Top of Passage

In spite of its excellent record the regiment was ordered to be totally disbanded on 1 June 1906 by Army Order No.127 of 1906. The reason appears to have been primarily a financial one, after the decision was made
not to develop Weihaiwei as a naval base.

==Further service from members of the Regiment==
Some of the soldiers were retained as a permanent police force with three of the British Colour Sergeants commissioned as police inspectors. In 1910 the police force was commanded by three European Inspectors, Colour Sergeants Purdon, Alfred Whittaker and Young. The remainder of the force consisted of 55 Chinese Constables,

The original second-in-command (2IC) and later commander of the Regiment, Colonel Clarence Dalrymple Bruce, became Captain Superintendent commanding the Shanghai Municipal Police from 1907 to 1913.

Other former non-commissioned Chinese members of the regiment following disbandment were enlisted in a special unit of railway police responsible for the security of Imperial Railways of North China stations and other railway facilities.

During the First World War, the Chinese Labour Corps was recruited in Weihaiwei for service in France. The unit's commanding officer was Colonel Bryan Charles Fairfax who had served as a lieutenant with the Chinese Regiment in the Boxer Rebellion, the unit's 2IC was Major Purdon, who was later promoted to colonel and succeeded Colonel Fairfax.

Bottom of Passage
Top of Supplied material

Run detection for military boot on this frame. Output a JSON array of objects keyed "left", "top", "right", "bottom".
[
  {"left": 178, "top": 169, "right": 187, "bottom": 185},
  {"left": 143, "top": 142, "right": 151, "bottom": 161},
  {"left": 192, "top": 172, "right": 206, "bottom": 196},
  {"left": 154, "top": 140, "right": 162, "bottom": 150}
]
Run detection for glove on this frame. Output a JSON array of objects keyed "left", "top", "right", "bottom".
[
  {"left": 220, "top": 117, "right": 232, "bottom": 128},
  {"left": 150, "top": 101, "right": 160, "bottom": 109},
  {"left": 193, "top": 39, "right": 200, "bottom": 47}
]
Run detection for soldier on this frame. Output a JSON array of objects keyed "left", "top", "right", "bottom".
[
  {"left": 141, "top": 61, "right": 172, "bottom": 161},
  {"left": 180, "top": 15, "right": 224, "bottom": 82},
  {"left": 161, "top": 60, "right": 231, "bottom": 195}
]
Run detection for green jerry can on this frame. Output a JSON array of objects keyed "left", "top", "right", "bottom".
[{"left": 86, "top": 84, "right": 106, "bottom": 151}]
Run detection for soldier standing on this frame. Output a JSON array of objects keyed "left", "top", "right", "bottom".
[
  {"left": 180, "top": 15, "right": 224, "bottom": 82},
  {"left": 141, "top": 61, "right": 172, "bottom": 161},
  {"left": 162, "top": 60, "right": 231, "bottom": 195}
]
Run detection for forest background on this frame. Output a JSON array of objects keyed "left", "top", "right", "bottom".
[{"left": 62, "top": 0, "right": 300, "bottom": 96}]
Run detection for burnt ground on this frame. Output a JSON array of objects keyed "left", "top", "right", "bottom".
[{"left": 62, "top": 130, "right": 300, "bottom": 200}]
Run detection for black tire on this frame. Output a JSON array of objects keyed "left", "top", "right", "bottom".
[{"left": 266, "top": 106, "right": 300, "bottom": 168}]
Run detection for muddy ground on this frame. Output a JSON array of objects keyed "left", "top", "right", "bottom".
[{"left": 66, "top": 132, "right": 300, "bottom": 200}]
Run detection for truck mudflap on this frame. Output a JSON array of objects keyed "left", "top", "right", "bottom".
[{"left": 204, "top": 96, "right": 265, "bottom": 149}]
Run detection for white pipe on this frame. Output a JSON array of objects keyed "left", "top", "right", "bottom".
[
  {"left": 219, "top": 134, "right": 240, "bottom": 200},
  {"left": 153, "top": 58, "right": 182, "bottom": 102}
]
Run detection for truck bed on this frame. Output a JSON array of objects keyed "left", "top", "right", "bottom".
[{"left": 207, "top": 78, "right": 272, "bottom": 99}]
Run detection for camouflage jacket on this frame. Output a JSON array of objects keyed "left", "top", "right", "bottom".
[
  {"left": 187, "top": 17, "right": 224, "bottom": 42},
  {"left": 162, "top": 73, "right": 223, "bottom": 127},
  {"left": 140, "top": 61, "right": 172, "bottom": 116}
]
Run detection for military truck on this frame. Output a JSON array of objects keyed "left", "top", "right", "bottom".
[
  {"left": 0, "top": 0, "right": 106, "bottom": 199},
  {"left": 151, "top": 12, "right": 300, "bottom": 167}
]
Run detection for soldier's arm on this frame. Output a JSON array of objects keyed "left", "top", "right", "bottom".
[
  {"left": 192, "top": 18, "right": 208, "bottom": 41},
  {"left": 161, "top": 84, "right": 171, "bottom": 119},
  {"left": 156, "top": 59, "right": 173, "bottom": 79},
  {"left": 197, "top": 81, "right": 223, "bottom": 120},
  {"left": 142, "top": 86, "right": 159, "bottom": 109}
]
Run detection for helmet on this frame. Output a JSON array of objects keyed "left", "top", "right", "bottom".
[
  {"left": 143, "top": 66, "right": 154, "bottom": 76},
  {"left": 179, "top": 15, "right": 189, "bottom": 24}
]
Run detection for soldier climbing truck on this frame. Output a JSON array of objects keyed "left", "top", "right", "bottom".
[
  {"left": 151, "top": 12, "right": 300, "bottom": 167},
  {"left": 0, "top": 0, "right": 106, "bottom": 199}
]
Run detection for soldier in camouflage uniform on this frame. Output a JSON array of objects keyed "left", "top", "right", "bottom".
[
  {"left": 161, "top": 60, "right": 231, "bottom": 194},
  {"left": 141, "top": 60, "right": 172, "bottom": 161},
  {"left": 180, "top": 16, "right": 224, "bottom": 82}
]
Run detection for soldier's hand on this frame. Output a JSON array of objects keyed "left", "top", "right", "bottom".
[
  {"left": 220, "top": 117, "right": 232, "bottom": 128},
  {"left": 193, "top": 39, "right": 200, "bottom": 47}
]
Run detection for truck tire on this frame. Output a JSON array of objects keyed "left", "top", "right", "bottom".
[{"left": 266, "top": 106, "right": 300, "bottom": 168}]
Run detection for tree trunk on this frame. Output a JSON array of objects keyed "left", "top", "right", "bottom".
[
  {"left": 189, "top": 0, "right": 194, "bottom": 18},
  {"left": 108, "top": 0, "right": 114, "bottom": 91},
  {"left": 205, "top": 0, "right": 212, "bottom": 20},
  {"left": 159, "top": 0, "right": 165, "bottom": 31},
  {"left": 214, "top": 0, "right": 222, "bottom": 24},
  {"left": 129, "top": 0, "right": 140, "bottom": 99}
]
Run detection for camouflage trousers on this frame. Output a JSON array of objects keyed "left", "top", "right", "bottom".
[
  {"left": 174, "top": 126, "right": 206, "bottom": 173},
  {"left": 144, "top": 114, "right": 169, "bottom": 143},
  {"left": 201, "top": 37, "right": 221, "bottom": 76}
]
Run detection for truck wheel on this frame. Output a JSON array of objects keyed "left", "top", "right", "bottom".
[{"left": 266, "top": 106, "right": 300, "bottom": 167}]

Bottom of Supplied material

§ **Exercises**
a) Echo the passage on the Chinese Regiment word for word, starting at "In spite of" and ending at "1907 to 1913.".
b) List every distinct year mentioned in the passage on the Chinese Regiment.
c) Answer from the passage on the Chinese Regiment:
(i) Which Army Order disbanded the regiment?
(ii) Which police force did Colonel Clarence Dalrymple Bruce command from 1907 to 1913?
(iii) Where was the Chinese Labour Corps recruited during the First World War?
These records were drawn from a separate source.

§ **Answers by task**
a)
In spite of its excellent record the regiment was ordered to be totally disbanded on 1 June 1906 by Army Order No.127 of 1906. The reason appears to have been primarily a financial one, after the decision was made
not to develop Weihaiwei as a naval base.

==Further service from members of the Regiment==
Some of the soldiers were retained as a permanent police force with three of the British Colour Sergeants commissioned as police inspectors. In 1910 the police force was commanded by three European Inspectors, Colour Sergeants Purdon, Alfred Whittaker and Young. The remainder of the force consisted of 55 Chinese Constables,

The original second-in-command (2IC) and later commander of the Regiment, Colonel Clarence Dalrymple Bruce, became Captain Superintendent commanding the Shanghai Municipal Police from 1907 to 1913.

b)
1906
1907
1910
1913

c)
(i) Army Order No.127 of 1906
(ii) The Shanghai Municipal Police
(iii) Weihaiwei